## The exercise:
Every entry needs to be printed exactly, please.
━━━━━━━━━━━━━━━━
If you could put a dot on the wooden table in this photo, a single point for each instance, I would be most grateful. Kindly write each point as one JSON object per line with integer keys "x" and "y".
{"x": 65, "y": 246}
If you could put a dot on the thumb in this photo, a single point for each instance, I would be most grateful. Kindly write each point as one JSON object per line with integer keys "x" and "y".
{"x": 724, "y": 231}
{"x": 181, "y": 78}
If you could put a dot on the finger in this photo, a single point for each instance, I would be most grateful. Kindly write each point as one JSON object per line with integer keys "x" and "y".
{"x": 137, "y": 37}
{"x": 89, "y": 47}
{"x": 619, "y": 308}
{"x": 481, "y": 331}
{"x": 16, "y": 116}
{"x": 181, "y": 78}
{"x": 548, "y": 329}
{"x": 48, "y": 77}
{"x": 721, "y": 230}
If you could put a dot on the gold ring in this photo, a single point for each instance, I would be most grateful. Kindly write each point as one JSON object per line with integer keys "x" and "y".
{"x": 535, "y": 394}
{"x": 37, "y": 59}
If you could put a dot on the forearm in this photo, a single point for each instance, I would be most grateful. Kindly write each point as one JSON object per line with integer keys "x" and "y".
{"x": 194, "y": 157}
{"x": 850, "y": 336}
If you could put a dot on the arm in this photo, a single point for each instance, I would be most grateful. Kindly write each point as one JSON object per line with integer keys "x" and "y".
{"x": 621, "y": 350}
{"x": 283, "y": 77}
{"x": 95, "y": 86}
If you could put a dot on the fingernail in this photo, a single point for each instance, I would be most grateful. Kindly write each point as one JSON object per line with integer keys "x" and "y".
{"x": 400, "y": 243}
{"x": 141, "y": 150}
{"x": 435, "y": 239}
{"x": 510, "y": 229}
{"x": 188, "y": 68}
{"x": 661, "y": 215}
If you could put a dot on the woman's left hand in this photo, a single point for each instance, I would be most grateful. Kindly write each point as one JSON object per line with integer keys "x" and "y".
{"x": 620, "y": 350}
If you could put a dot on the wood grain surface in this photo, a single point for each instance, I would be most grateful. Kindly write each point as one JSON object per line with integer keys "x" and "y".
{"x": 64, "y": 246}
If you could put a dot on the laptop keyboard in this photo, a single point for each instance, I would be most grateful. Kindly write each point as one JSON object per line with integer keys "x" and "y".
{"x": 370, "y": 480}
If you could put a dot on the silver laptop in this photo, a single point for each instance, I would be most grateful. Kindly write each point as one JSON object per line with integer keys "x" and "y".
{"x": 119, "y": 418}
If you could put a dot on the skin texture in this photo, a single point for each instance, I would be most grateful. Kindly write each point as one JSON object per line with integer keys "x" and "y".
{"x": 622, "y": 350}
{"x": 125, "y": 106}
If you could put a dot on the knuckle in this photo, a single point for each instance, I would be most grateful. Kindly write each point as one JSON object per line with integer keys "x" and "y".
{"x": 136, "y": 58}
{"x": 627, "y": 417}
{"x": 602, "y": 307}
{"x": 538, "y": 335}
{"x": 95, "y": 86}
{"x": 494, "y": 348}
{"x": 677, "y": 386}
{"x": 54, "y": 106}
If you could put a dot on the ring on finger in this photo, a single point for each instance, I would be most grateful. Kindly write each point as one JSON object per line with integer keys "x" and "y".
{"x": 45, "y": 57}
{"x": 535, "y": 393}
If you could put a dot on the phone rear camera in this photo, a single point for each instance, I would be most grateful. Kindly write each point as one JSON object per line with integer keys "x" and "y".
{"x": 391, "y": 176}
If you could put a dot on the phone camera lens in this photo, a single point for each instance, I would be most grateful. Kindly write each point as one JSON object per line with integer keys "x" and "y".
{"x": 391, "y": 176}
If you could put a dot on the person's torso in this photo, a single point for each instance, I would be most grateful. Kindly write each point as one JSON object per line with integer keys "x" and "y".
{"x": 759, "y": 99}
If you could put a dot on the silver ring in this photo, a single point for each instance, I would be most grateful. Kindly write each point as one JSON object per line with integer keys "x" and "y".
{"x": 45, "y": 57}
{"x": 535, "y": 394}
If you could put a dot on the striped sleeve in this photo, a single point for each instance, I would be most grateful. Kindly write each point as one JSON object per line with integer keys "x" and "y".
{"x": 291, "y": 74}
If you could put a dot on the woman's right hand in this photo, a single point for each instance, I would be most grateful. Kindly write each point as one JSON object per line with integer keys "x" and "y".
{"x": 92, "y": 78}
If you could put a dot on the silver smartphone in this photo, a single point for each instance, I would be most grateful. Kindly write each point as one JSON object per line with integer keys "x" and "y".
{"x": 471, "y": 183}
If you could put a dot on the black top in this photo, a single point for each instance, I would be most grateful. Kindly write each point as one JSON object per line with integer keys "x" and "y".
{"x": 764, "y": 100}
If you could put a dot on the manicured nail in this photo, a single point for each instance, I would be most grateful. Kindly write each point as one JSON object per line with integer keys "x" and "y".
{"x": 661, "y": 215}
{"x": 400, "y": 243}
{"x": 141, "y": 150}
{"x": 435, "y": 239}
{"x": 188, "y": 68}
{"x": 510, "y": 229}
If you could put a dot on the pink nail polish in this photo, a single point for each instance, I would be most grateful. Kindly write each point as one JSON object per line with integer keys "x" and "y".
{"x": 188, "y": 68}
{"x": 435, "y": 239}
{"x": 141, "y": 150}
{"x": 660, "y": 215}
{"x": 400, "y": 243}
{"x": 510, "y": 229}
━━━━━━━━━━━━━━━━
## Output below:
If you could put a dot on the wooden table in this photo, a single point for each instance, I would be most grateful. Kindly write each point as one JSON object per line with integer keys "x" and "y".
{"x": 65, "y": 246}
If you could put a dot on the thumb in this photo, a single point for each instance, I would be most grateful. Kindly write each point as one JSON object per line with integer keys "x" and "y".
{"x": 724, "y": 231}
{"x": 181, "y": 78}
If you could put a dot on the finger in this photo, a single point for each instance, I would be most grateful. Kindly write each point as one JSON object per line with integer keys "x" and "y".
{"x": 137, "y": 37}
{"x": 89, "y": 47}
{"x": 619, "y": 308}
{"x": 481, "y": 331}
{"x": 16, "y": 116}
{"x": 181, "y": 78}
{"x": 548, "y": 329}
{"x": 48, "y": 77}
{"x": 721, "y": 230}
If you could put a dot on the gold ring in this photo, a single point for each instance, I would be most grateful. Kindly write each point as one JSON object per line with integer keys "x" and "y".
{"x": 535, "y": 394}
{"x": 37, "y": 59}
If you could put a dot on the forearm in this photo, a single point for each instance, I would be most grateful. Kindly write each point as one JSON object per line with integer keys "x" and "y".
{"x": 194, "y": 157}
{"x": 850, "y": 336}
If you could put a dot on the arm in this photo, a single point for each instance, I would be most grateful. Kindly write each point as one JSON object per line with integer keys "x" and "y".
{"x": 621, "y": 350}
{"x": 283, "y": 77}
{"x": 95, "y": 86}
If you could put a dot on the fingernail in this photo, a single point for each instance, I would be most grateful. Kindly write each point as one JSON object per line with integer keys "x" and "y".
{"x": 400, "y": 243}
{"x": 141, "y": 150}
{"x": 435, "y": 239}
{"x": 510, "y": 229}
{"x": 188, "y": 68}
{"x": 661, "y": 215}
If you could put a dot on the woman's left hand in this photo, a single point for each instance, I would be most grateful. Kindly write each point as one JSON object per line with integer keys "x" and "y".
{"x": 620, "y": 350}
If you could put a dot on the wood grain surface in this photo, a single point for each instance, I would be most grateful. Kindly write each point as one JSON object per line with integer keys "x" and "y".
{"x": 64, "y": 246}
If you could put a dot on the laptop keyboard in this photo, a single point for each instance, I would be most grateful. Kindly write each point as one JSON object per line with integer keys "x" and "y".
{"x": 370, "y": 480}
If you could put a dot on the silver laptop in this photo, a single point for each instance, I would be most grateful. Kindly write each point as one JSON object per line with integer keys "x" and "y".
{"x": 119, "y": 418}
If you could put a dot on the skin texture in this photo, a single point for each instance, I would be most grateful. Kindly write each point as one JSON object per line with integer keys "x" and "y".
{"x": 622, "y": 350}
{"x": 125, "y": 106}
If you could put a dot on the knuckle in this photo, a single point for each instance, I would be most grateful. Kindly write each point as one JSON object per line with integer keys "x" and "y".
{"x": 136, "y": 58}
{"x": 627, "y": 417}
{"x": 602, "y": 307}
{"x": 538, "y": 335}
{"x": 95, "y": 86}
{"x": 494, "y": 348}
{"x": 677, "y": 386}
{"x": 54, "y": 106}
If you could put a dot on the ring on finger in this photo, a single point for each instance, I would be most grateful. Kindly write each point as one JSON object per line with integer keys "x" and "y".
{"x": 45, "y": 57}
{"x": 535, "y": 393}
If you could put a dot on the phone rear camera in this photo, a single point for each instance, I would be most grateful. Kindly write each point as one JSON object per line with integer keys "x" and "y".
{"x": 391, "y": 176}
If you could put a dot on the phone camera lens in this photo, a single point for each instance, I would be most grateful. Kindly write each point as one JSON object per line with integer keys "x" and "y".
{"x": 391, "y": 176}
If you could put a dot on the person's torso in this photo, a single point for each instance, I would be most grateful. Kindly write each point as one JSON object per line with integer keys "x" and "y".
{"x": 759, "y": 99}
If you could put a dot on the silver ring in this photo, a single point for each instance, I would be most grateful. Kindly write each point as one JSON object per line with integer keys "x" and "y".
{"x": 45, "y": 57}
{"x": 535, "y": 394}
If you could put a dot on the striped sleeve in this photo, a single point for each instance, I would be most grateful. Kindly write each point as one JSON object per line with integer keys "x" and "y".
{"x": 291, "y": 74}
If you could put a dot on the woman's right hand in this photo, a single point for each instance, I would be most grateful. Kindly write each point as one JSON object per line with integer keys "x" and "y".
{"x": 92, "y": 78}
If you could put a dot on the silver smartphone in this photo, a single point for each instance, I would be most grateful. Kindly write each point as one JSON object per line with integer keys "x" and "y".
{"x": 471, "y": 183}
If you could put a dot on the black top in this photo, a single point for each instance, I would be most grateful. Kindly write each point as one JSON object per line with integer keys "x" and "y".
{"x": 764, "y": 100}
If you could put a dot on the manicured nail in this photo, a single point for each instance, I would be most grateful. Kindly write each point as one JSON object per line with integer keys "x" and "y".
{"x": 661, "y": 215}
{"x": 400, "y": 243}
{"x": 141, "y": 150}
{"x": 435, "y": 239}
{"x": 188, "y": 68}
{"x": 510, "y": 229}
If you could put a dot on the pink nail polish in this photo, a single point for each instance, I would be most grateful. Kindly write each point as one JSON object per line with integer keys "x" and "y".
{"x": 188, "y": 68}
{"x": 435, "y": 239}
{"x": 141, "y": 150}
{"x": 660, "y": 215}
{"x": 400, "y": 243}
{"x": 510, "y": 229}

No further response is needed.